▸ **DIRECTIONS FOR THIS TASK**
Scan the lines below for the word "patch". Copy each line you find it in.

Collected data entries:
- - - -

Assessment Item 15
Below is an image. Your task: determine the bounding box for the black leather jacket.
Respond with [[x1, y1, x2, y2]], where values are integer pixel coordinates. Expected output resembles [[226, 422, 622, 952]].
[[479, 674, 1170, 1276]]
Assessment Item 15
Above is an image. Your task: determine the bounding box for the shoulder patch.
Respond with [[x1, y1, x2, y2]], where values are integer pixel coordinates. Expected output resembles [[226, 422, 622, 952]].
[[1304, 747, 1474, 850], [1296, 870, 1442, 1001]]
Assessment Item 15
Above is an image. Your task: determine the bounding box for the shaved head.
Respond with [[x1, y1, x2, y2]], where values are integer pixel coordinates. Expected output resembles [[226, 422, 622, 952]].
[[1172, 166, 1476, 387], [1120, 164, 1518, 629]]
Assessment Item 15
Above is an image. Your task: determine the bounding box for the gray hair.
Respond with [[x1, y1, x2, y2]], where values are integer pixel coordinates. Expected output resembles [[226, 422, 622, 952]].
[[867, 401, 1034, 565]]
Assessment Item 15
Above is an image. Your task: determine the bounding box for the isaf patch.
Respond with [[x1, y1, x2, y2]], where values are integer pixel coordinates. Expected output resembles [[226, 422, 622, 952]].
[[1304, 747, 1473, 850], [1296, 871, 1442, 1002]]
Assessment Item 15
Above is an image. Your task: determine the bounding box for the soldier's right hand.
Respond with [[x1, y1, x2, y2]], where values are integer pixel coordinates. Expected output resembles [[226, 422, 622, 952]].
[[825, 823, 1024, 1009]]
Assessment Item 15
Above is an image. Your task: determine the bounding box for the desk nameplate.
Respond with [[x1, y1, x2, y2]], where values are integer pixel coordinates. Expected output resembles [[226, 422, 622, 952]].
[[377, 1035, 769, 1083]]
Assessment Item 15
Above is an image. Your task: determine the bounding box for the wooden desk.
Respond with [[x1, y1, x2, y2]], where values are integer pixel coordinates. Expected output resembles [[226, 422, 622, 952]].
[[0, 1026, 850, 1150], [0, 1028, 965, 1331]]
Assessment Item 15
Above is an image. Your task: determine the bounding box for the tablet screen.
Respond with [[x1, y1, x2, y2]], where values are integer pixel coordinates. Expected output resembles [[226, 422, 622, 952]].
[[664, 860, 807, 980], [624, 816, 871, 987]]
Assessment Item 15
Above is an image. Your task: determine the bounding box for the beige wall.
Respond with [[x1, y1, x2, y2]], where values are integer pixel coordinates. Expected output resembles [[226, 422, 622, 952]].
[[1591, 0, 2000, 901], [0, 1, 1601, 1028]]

- - - -

▸ **ANSWER FOR THIS EXERCISE**
Above is an image. Your task: determine the bounding box for the shoulder patch.
Above is an image. Your task: determine the bounding box for the isaf patch.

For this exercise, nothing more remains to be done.